The propulsive efficiency’s correspondences to the thrust and power coefficients are shown in Figure 8 for the same range of f*. The frequency characteristics of propulsive efficiency in case 1 and case 2 look similar. The efficiencies of these two cases increase gradually up to a peak of around 1.2 < f* < 1.3 and then decreases gradually with increasing f*. The maximum values of efficiency for case 1 and case 2 are 0.145 and 0.148, respectively. These two cases are more efficient than case 3 when f* < 0.9, while case 3 provides greatest efficiency among the three cases when f* > 0.9.

Interestingly, the trends of propulsive efficiency in all cases are similar to those of thrust force through the selected frequency range, shown in Figure 5. Compared to the square trailing edge of case 1, the efficiency of case 3 is reduced in the lower frequency range, while the efficiency of case 3 is greatly improved in the higher frequency range. At the lower frequency range of f* ≈ 0.5, the propulsive efficiency of case 3 is 0.060, which is about 34% and 35% lower than those of case 1 and case 2, respectively. On the other hand, at the higher frequency range of f* ≈1.5, the propulsive efficiency of case 3 is about 0.216, which is about 64% and 53% higher than those of case 1 and case 2, respectively. It is observed that the deeply forked caudal fin is the most efficient in the higher frequency range above the natural frequency.

A recent experimental study by Van Buren et al. [26] reported that the thrust and efficiency of the pitching panels generally improved as the trailing-edge shape was changed from concave to square and convex shapes. Zhang et al. [29] also found that a square shape is favorable for enhancing performance in the region of small bending stiffness. Their results are consistent with the current findings, where the square caudal fin has greater thrust coefficients and higher efficiency in the lower frequency range below the natural frequency of each caudal fin. However, in the higher frequency range, the deeply forked caudal fin provides the greatest thrust and highest efficiency. Therefore, both shape and stiffness are important in evaluating the best propulsive performance, as suggested by Feilich et al. [30].

------------------------

**What to work on**
Reproduce word for word the part of the caudal fin passage that opens with the words containing "A recent experimental" and closes with "et al. [30].". The lines that come next have no connection to the caudal fin passage.

------------------------

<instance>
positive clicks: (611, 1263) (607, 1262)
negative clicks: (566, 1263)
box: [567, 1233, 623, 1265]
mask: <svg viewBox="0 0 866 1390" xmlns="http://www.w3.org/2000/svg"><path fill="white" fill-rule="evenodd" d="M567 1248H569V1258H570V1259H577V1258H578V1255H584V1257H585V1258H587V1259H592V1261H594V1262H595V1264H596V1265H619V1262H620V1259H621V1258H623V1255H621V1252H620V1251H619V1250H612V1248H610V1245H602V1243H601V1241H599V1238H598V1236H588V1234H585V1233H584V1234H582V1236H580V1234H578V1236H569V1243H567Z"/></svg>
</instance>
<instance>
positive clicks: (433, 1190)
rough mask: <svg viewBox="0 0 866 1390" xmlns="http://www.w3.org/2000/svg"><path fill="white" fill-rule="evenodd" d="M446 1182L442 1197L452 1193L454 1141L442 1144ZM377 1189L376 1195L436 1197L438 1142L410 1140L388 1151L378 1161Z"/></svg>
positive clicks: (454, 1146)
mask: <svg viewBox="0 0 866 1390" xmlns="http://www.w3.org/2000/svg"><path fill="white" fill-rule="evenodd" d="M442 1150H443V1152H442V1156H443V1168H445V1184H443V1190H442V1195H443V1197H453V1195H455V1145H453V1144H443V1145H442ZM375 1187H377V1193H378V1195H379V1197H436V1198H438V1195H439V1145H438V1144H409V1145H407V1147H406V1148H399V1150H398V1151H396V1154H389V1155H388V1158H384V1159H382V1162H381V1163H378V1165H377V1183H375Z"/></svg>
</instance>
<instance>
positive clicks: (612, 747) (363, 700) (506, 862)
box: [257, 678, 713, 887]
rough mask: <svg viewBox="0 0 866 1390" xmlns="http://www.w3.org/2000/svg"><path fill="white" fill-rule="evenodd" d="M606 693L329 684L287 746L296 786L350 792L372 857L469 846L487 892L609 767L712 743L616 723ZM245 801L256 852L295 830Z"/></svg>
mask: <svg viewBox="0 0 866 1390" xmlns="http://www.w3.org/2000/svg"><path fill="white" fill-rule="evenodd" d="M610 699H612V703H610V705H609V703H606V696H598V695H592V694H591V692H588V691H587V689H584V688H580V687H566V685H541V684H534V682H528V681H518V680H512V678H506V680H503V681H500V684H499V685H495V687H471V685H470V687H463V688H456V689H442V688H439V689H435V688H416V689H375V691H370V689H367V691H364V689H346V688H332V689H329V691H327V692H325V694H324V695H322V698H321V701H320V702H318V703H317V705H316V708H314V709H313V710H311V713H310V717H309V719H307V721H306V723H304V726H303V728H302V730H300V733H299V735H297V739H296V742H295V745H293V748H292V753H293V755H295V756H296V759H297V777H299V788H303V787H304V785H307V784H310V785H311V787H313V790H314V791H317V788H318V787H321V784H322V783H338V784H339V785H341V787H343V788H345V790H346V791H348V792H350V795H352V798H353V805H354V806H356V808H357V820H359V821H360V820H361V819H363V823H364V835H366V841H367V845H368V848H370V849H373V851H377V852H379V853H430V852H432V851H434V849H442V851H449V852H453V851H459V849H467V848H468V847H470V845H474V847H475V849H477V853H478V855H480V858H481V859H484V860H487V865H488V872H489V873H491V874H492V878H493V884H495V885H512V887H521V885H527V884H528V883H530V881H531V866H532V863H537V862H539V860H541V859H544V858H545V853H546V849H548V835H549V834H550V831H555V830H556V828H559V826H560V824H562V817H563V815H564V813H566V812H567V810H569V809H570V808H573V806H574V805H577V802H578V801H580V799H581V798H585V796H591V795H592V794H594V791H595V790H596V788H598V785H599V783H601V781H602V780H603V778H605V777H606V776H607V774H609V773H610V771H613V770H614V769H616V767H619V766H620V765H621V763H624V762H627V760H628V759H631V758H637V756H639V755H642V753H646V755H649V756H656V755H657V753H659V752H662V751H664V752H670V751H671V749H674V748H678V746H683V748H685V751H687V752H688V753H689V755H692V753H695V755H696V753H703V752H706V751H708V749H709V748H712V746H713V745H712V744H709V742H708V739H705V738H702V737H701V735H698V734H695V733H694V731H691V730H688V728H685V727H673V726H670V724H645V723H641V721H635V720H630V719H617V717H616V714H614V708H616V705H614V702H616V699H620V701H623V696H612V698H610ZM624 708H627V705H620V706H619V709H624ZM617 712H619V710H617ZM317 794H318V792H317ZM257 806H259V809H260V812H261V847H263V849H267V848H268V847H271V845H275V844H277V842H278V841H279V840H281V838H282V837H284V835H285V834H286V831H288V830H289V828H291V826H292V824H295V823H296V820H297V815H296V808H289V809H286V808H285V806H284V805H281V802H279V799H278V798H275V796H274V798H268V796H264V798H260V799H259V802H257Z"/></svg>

------------------------

**Problem solution**
A recent experimental study by Van Buren et al. [26] reported that the thrust and efficiency of the pitching panels generally improved as the trailing-edge shape was changed from concave to square and convex shapes. Zhang et al. [29] also found that a square shape is favorable for enhancing performance in the region of small bending stiffness. Their results are consistent with the current findings, where the square caudal fin has greater thrust coefficients and higher efficiency in the lower frequency range below the natural frequency of each caudal fin. However, in the higher frequency range, the deeply forked caudal fin provides the greatest thrust and highest efficiency. Therefore, both shape and stiffness are important in evaluating the best propulsive performance, as suggested by Feilich et al. [30].